Aim of the exercise: The full set of entries below should be transcribed exactly.

Material shown:
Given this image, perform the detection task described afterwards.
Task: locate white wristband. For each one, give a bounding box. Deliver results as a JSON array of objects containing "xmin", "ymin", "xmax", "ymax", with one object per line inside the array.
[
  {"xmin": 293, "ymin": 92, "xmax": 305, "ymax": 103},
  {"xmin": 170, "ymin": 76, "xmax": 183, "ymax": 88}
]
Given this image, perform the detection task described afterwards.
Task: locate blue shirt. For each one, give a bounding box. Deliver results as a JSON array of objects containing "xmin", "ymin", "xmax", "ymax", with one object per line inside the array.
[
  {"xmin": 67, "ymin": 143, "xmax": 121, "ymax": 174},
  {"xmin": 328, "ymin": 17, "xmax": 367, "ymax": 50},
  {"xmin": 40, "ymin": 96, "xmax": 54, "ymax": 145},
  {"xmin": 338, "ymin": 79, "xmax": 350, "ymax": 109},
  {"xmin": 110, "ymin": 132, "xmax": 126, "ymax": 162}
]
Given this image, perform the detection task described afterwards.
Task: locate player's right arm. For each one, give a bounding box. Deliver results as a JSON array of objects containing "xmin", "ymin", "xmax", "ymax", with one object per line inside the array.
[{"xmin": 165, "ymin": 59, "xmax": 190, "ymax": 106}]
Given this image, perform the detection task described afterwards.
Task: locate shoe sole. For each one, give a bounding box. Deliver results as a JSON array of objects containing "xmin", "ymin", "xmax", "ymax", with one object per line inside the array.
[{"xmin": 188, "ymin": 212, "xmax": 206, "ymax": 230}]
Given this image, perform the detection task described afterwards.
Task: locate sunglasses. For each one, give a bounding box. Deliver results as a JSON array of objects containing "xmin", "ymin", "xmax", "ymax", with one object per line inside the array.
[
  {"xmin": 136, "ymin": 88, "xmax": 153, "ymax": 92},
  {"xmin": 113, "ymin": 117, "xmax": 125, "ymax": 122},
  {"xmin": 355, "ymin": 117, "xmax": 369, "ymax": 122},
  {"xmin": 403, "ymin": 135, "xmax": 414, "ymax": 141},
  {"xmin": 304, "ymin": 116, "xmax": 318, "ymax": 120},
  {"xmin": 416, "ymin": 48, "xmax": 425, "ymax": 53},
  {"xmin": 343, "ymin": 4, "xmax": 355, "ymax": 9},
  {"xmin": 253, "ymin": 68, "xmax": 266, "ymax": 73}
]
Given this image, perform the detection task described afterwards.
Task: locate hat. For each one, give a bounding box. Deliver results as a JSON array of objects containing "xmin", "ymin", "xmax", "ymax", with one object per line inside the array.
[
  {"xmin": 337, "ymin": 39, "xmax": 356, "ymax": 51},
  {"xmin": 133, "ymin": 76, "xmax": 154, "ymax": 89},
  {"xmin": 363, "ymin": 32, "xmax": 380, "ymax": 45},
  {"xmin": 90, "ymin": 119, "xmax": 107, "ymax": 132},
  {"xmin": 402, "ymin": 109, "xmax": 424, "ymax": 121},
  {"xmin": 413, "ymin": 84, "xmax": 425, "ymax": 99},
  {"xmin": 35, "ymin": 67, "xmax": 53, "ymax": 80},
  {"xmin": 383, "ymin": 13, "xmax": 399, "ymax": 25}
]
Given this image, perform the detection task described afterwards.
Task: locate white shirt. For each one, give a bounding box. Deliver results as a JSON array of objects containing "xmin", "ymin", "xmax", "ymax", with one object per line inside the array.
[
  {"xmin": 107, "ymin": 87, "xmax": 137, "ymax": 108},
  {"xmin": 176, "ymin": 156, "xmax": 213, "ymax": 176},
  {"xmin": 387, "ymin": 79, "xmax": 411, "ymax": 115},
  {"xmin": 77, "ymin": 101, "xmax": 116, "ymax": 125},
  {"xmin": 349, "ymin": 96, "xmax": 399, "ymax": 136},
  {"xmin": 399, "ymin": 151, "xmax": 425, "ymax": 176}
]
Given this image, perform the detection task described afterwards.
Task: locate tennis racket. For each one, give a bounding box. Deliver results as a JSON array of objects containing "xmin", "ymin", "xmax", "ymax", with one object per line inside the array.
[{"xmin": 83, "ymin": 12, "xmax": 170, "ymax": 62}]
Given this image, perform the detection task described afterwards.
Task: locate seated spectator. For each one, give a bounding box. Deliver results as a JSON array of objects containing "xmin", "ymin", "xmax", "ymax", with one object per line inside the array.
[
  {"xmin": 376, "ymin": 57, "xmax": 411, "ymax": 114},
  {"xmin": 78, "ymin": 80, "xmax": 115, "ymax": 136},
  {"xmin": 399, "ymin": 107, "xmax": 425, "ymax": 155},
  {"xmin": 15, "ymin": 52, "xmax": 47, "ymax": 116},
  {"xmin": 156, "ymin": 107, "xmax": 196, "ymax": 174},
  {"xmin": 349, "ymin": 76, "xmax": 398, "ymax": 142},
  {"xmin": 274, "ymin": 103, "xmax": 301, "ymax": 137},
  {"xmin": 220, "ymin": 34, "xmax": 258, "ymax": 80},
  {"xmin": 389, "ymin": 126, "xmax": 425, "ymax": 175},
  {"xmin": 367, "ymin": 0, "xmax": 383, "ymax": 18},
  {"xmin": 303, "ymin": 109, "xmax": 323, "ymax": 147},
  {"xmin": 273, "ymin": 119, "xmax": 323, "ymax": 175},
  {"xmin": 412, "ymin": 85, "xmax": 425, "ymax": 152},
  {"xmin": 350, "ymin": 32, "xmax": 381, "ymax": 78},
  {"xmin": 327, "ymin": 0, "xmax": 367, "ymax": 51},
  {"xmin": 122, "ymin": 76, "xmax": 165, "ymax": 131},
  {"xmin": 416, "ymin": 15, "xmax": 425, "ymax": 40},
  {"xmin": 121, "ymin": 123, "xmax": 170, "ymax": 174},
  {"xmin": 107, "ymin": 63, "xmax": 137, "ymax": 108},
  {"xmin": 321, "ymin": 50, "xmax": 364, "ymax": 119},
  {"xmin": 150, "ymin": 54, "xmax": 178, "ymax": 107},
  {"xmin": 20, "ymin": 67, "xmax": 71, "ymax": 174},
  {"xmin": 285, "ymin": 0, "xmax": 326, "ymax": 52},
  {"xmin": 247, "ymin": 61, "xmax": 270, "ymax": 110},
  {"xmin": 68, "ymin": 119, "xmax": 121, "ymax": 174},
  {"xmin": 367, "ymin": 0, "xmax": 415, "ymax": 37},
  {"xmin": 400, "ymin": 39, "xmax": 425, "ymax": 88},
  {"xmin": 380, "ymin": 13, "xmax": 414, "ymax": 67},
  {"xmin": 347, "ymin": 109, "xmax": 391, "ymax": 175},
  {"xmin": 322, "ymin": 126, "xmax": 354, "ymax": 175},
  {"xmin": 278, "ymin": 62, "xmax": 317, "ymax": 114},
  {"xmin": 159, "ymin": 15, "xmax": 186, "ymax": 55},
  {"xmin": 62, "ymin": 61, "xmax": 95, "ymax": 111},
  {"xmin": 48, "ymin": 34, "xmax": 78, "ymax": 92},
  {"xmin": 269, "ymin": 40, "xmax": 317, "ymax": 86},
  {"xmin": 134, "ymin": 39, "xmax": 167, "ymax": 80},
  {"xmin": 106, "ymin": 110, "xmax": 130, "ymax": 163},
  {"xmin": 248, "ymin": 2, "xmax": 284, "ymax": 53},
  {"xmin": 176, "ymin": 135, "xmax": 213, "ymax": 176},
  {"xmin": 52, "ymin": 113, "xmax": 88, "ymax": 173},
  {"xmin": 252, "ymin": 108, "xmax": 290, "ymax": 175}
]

Completed task:
Given this image, perform the detection task described afterwards.
Task: locate white wristband. For each one, give a bounding box. Deliver results as a JSON array of objects containing "xmin", "ymin", "xmax", "ymax", with one object per line inside the array.
[
  {"xmin": 293, "ymin": 92, "xmax": 305, "ymax": 103},
  {"xmin": 170, "ymin": 76, "xmax": 183, "ymax": 88}
]
Given this image, perform the detection task described afterwards.
Task: locate blue shirt. For each one, give a bounding box. Deliver results as a JSON array of objects containing "xmin", "ymin", "xmax", "ymax", with one object per line inside the array.
[
  {"xmin": 67, "ymin": 143, "xmax": 121, "ymax": 174},
  {"xmin": 328, "ymin": 17, "xmax": 367, "ymax": 50},
  {"xmin": 40, "ymin": 96, "xmax": 54, "ymax": 145},
  {"xmin": 338, "ymin": 79, "xmax": 350, "ymax": 109},
  {"xmin": 110, "ymin": 132, "xmax": 126, "ymax": 162}
]
Given this image, perform the detection task described afterwards.
Task: locate player's right arm. For each one, give a bounding box. Deliver results as a JSON array of objects containing "xmin", "ymin", "xmax", "ymax", with one object per line inside the array.
[{"xmin": 165, "ymin": 59, "xmax": 190, "ymax": 106}]
Given this image, perform the detection task described afterwards.
Task: locate shoe sole. For each one, give a bounding box. Deliver results as a JSON array of objects containing "xmin", "ymin", "xmax", "ymax", with one object per line inside the array.
[{"xmin": 188, "ymin": 212, "xmax": 206, "ymax": 230}]
Given this image, perform the detection task described afterwards.
Task: locate sunglasses. For each one, give a bounding box. Deliver results as a JSON array of objects containing "xmin", "ymin", "xmax", "ymax", with one object per line inside the array.
[
  {"xmin": 136, "ymin": 88, "xmax": 153, "ymax": 92},
  {"xmin": 113, "ymin": 117, "xmax": 125, "ymax": 122},
  {"xmin": 355, "ymin": 117, "xmax": 369, "ymax": 122},
  {"xmin": 403, "ymin": 135, "xmax": 414, "ymax": 141},
  {"xmin": 304, "ymin": 116, "xmax": 318, "ymax": 120},
  {"xmin": 416, "ymin": 48, "xmax": 425, "ymax": 53},
  {"xmin": 343, "ymin": 4, "xmax": 355, "ymax": 9},
  {"xmin": 253, "ymin": 68, "xmax": 266, "ymax": 73}
]
Given this image, perform the detection task described afterwards.
Task: locate hat. For each one, give a bounding box. Deliver results as a JSON array of objects containing "xmin", "ymin", "xmax", "ymax", with one object per line inside the array.
[
  {"xmin": 337, "ymin": 39, "xmax": 356, "ymax": 51},
  {"xmin": 133, "ymin": 76, "xmax": 154, "ymax": 89},
  {"xmin": 363, "ymin": 32, "xmax": 380, "ymax": 45},
  {"xmin": 90, "ymin": 119, "xmax": 107, "ymax": 132},
  {"xmin": 402, "ymin": 109, "xmax": 424, "ymax": 121},
  {"xmin": 413, "ymin": 84, "xmax": 425, "ymax": 99},
  {"xmin": 35, "ymin": 67, "xmax": 53, "ymax": 80},
  {"xmin": 383, "ymin": 13, "xmax": 399, "ymax": 25}
]
Given this image, perform the detection task described afterwards.
Task: locate white shirt. For each one, give a bounding box. Deliver results as a JSON array of objects containing "xmin", "ymin", "xmax", "ymax", with one object per line inside the array.
[
  {"xmin": 107, "ymin": 87, "xmax": 137, "ymax": 108},
  {"xmin": 176, "ymin": 156, "xmax": 213, "ymax": 176},
  {"xmin": 387, "ymin": 79, "xmax": 411, "ymax": 115},
  {"xmin": 77, "ymin": 101, "xmax": 116, "ymax": 125},
  {"xmin": 349, "ymin": 96, "xmax": 399, "ymax": 136},
  {"xmin": 399, "ymin": 151, "xmax": 425, "ymax": 176}
]
Given this image, perform the detection task described afterwards.
Task: locate tennis racket. For each one, give a bounding box. Deliver results as a JSON array of objects containing "xmin", "ymin", "xmax", "ymax", with one object per line inside the array.
[{"xmin": 83, "ymin": 12, "xmax": 170, "ymax": 62}]
Given this image, perform the detection task described afterwards.
Task: locate seated spectator. For each one, give a bounding box. Deliver results as a JSON array of objects containing "xmin", "ymin", "xmax", "ymax", with one object per line inside the array.
[
  {"xmin": 376, "ymin": 57, "xmax": 411, "ymax": 114},
  {"xmin": 78, "ymin": 80, "xmax": 115, "ymax": 136},
  {"xmin": 399, "ymin": 107, "xmax": 425, "ymax": 155},
  {"xmin": 15, "ymin": 52, "xmax": 47, "ymax": 116},
  {"xmin": 156, "ymin": 107, "xmax": 196, "ymax": 174},
  {"xmin": 349, "ymin": 76, "xmax": 398, "ymax": 142},
  {"xmin": 274, "ymin": 103, "xmax": 301, "ymax": 137},
  {"xmin": 220, "ymin": 34, "xmax": 258, "ymax": 80},
  {"xmin": 389, "ymin": 126, "xmax": 425, "ymax": 175},
  {"xmin": 367, "ymin": 0, "xmax": 383, "ymax": 18},
  {"xmin": 303, "ymin": 109, "xmax": 323, "ymax": 147},
  {"xmin": 273, "ymin": 119, "xmax": 323, "ymax": 175},
  {"xmin": 412, "ymin": 85, "xmax": 425, "ymax": 152},
  {"xmin": 350, "ymin": 32, "xmax": 381, "ymax": 78},
  {"xmin": 327, "ymin": 0, "xmax": 367, "ymax": 51},
  {"xmin": 122, "ymin": 76, "xmax": 165, "ymax": 131},
  {"xmin": 416, "ymin": 15, "xmax": 425, "ymax": 40},
  {"xmin": 121, "ymin": 123, "xmax": 170, "ymax": 174},
  {"xmin": 107, "ymin": 63, "xmax": 137, "ymax": 108},
  {"xmin": 321, "ymin": 50, "xmax": 364, "ymax": 119},
  {"xmin": 150, "ymin": 54, "xmax": 178, "ymax": 107},
  {"xmin": 20, "ymin": 67, "xmax": 71, "ymax": 174},
  {"xmin": 285, "ymin": 0, "xmax": 326, "ymax": 52},
  {"xmin": 247, "ymin": 61, "xmax": 270, "ymax": 110},
  {"xmin": 68, "ymin": 119, "xmax": 121, "ymax": 174},
  {"xmin": 367, "ymin": 0, "xmax": 415, "ymax": 37},
  {"xmin": 400, "ymin": 39, "xmax": 425, "ymax": 88},
  {"xmin": 380, "ymin": 13, "xmax": 414, "ymax": 67},
  {"xmin": 347, "ymin": 109, "xmax": 391, "ymax": 175},
  {"xmin": 322, "ymin": 126, "xmax": 354, "ymax": 175},
  {"xmin": 278, "ymin": 62, "xmax": 317, "ymax": 114},
  {"xmin": 159, "ymin": 15, "xmax": 186, "ymax": 55},
  {"xmin": 62, "ymin": 61, "xmax": 95, "ymax": 111},
  {"xmin": 48, "ymin": 34, "xmax": 78, "ymax": 92},
  {"xmin": 269, "ymin": 40, "xmax": 317, "ymax": 86},
  {"xmin": 134, "ymin": 39, "xmax": 167, "ymax": 80},
  {"xmin": 106, "ymin": 110, "xmax": 130, "ymax": 163},
  {"xmin": 248, "ymin": 2, "xmax": 284, "ymax": 53},
  {"xmin": 176, "ymin": 135, "xmax": 213, "ymax": 176},
  {"xmin": 52, "ymin": 113, "xmax": 88, "ymax": 173},
  {"xmin": 252, "ymin": 108, "xmax": 290, "ymax": 175}
]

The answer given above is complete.